/---

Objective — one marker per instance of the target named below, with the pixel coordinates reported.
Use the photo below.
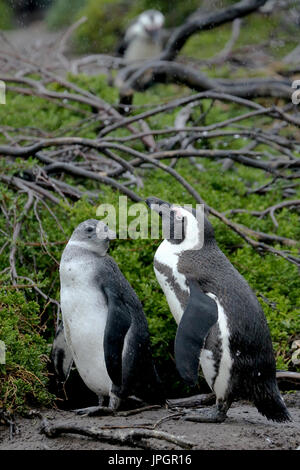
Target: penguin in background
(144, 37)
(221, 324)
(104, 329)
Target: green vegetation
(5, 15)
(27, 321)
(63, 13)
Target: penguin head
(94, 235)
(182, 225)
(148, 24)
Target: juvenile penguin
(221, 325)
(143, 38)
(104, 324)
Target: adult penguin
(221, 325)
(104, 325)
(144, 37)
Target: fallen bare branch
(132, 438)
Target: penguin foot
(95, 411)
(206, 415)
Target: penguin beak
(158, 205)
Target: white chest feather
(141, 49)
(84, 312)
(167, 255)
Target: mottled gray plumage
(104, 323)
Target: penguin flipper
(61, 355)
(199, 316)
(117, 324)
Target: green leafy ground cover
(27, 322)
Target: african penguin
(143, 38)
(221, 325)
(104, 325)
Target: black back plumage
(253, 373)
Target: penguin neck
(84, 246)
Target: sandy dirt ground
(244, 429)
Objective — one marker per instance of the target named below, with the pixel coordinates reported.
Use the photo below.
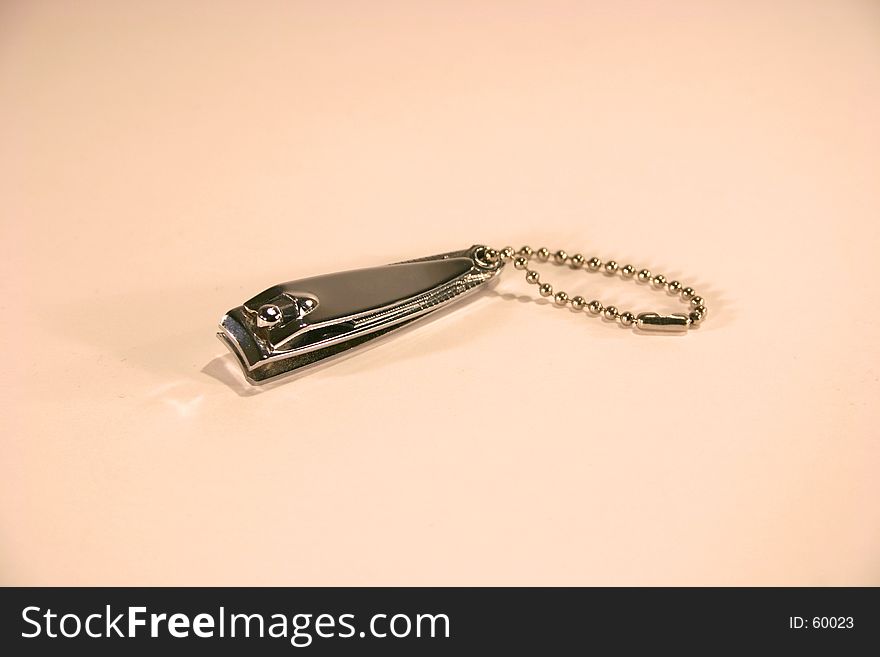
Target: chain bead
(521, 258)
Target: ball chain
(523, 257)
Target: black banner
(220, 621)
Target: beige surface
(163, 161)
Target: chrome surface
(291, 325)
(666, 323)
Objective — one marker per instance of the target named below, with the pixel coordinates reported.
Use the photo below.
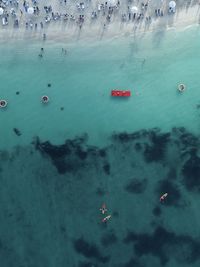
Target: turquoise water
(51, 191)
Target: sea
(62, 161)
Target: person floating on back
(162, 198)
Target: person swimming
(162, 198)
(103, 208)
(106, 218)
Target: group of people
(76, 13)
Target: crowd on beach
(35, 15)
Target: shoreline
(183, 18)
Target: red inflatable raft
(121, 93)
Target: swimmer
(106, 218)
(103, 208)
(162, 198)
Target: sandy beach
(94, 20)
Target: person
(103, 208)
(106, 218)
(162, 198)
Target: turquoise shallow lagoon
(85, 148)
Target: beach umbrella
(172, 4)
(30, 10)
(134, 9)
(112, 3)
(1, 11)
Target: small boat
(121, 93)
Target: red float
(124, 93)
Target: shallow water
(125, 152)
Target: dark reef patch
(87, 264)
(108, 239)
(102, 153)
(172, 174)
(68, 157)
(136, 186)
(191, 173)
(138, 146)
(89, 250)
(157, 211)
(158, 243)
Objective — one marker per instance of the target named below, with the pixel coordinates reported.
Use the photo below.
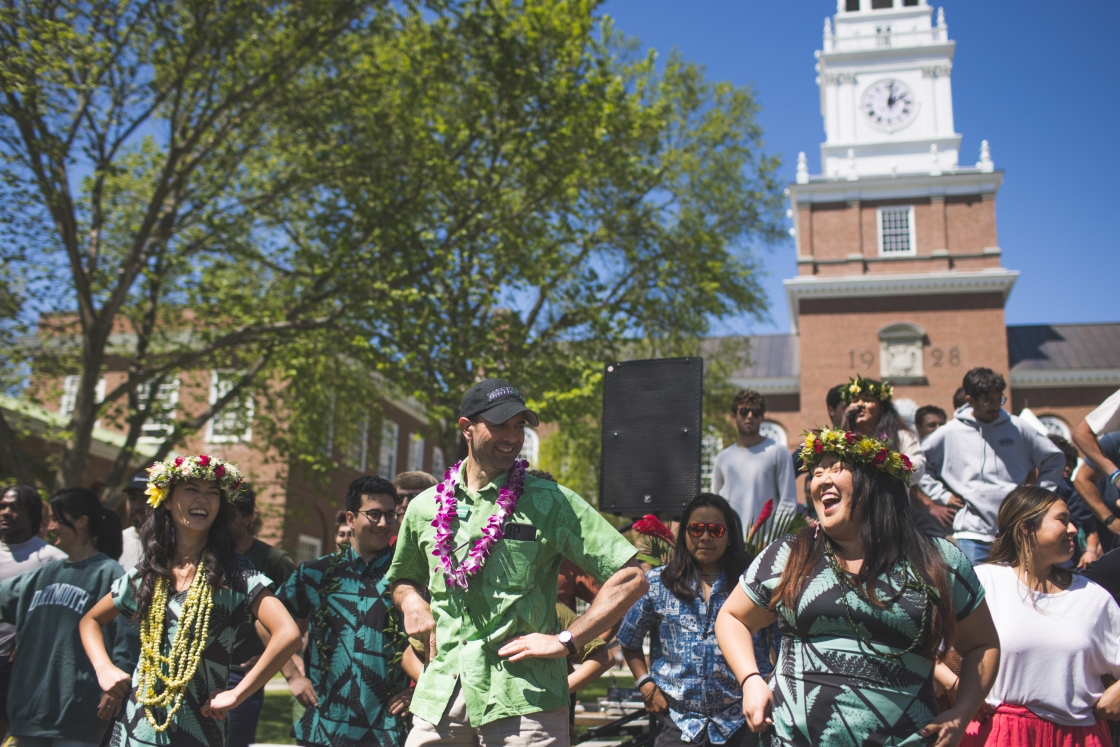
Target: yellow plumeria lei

\---
/---

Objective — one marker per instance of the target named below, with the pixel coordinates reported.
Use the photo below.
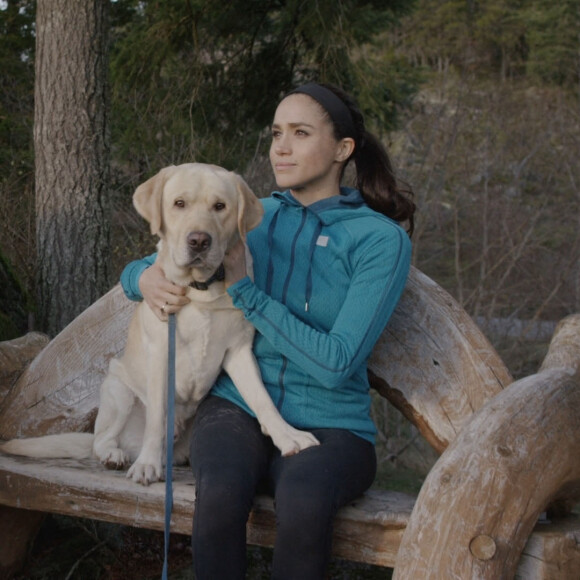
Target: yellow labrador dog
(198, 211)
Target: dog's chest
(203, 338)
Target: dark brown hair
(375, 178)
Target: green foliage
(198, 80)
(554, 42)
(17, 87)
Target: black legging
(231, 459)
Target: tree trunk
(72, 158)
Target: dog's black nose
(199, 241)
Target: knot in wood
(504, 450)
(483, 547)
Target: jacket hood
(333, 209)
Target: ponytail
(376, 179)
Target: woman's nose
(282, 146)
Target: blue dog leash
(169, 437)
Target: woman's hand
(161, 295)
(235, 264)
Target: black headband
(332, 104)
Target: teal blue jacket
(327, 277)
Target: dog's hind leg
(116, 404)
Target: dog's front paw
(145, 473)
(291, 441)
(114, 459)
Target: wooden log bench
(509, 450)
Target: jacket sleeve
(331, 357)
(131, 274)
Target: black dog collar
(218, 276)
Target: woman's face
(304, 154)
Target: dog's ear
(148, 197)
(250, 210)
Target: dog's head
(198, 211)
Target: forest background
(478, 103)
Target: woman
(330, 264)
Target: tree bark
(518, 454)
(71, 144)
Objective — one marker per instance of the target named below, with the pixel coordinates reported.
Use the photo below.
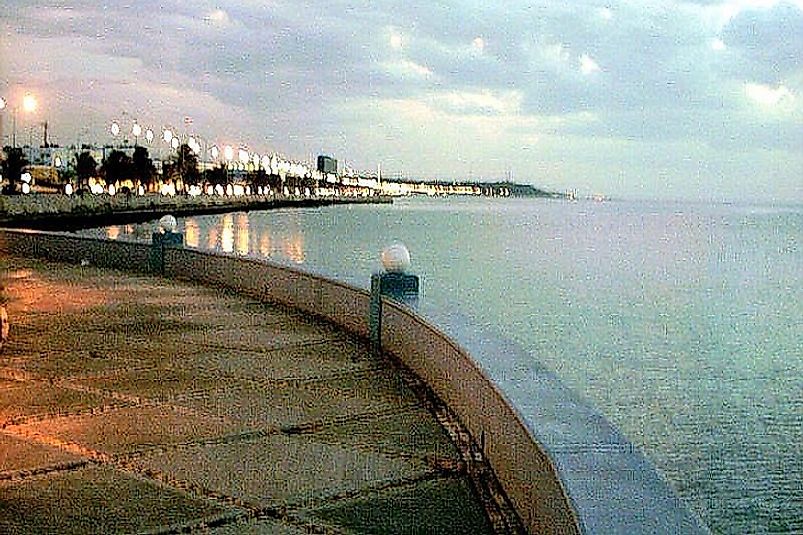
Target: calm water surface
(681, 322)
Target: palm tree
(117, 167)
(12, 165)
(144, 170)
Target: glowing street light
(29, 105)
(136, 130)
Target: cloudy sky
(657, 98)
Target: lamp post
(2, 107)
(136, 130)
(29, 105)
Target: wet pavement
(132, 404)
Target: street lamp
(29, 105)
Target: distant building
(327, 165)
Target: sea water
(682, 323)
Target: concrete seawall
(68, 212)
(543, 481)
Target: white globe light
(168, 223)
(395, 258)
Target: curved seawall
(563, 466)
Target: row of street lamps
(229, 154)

\---
/---

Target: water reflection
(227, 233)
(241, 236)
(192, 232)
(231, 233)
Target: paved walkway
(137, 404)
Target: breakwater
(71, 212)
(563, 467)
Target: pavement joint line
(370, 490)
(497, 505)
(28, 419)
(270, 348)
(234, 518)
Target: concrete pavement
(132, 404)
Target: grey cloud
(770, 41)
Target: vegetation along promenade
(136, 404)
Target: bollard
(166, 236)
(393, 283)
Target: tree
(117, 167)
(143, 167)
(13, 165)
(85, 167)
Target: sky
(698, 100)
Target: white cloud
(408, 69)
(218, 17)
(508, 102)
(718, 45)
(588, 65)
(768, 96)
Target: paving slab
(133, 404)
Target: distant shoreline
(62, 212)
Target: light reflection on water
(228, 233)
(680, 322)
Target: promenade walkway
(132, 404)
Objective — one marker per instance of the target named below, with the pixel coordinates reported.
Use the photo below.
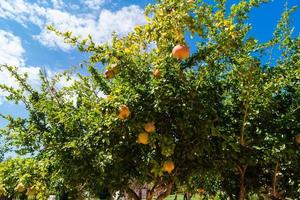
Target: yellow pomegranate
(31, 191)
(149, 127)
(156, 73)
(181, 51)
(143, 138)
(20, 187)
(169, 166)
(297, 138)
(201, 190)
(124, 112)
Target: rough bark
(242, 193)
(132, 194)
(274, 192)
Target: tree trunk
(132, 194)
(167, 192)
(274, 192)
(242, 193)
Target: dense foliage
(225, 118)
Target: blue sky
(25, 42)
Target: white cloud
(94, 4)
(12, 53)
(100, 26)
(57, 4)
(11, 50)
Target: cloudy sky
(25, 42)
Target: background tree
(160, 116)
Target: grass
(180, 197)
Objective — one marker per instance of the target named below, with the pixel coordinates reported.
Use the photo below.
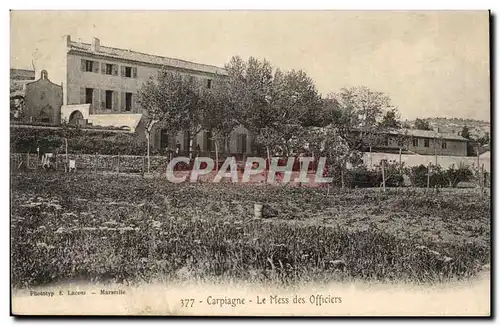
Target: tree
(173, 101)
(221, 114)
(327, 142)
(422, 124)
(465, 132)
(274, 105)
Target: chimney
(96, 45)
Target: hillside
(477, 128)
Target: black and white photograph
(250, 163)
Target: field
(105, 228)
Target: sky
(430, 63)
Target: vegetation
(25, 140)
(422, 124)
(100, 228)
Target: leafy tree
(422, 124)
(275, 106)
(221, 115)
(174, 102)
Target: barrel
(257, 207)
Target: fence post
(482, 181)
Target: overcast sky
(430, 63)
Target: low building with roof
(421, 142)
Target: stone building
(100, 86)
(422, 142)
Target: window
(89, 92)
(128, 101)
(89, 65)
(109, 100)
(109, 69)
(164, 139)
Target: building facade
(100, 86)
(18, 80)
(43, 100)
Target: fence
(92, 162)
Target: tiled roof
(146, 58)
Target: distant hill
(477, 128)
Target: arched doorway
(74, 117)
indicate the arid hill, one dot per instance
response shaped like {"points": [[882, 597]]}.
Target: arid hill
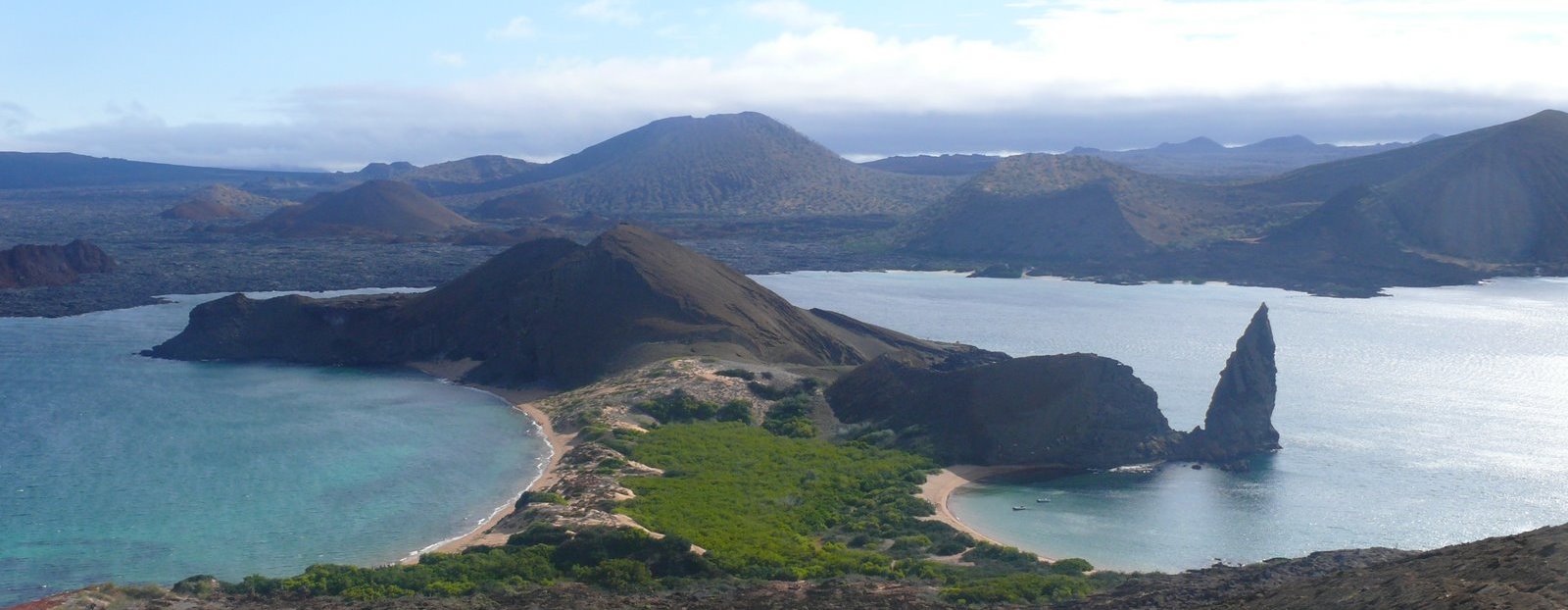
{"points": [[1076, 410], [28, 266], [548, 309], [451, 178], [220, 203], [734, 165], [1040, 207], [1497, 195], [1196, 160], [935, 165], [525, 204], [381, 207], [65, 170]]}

\---

→ Task description: With the pictures omitted, copy exactly the lines of the listing above starting at the line containing "Target: shallow water" and ending at the line containing "Target: yellow plumeria lei", both included.

→ Answer area:
Target: shallow water
(125, 152)
Target: dark reef patch
(87, 264)
(108, 239)
(102, 153)
(172, 174)
(68, 157)
(136, 186)
(191, 173)
(138, 146)
(89, 250)
(157, 211)
(158, 243)
Objective — one marker per instance of the target named below, with the pixel coordinates reported.
Use the photo below.
Target: yellow plumeria lei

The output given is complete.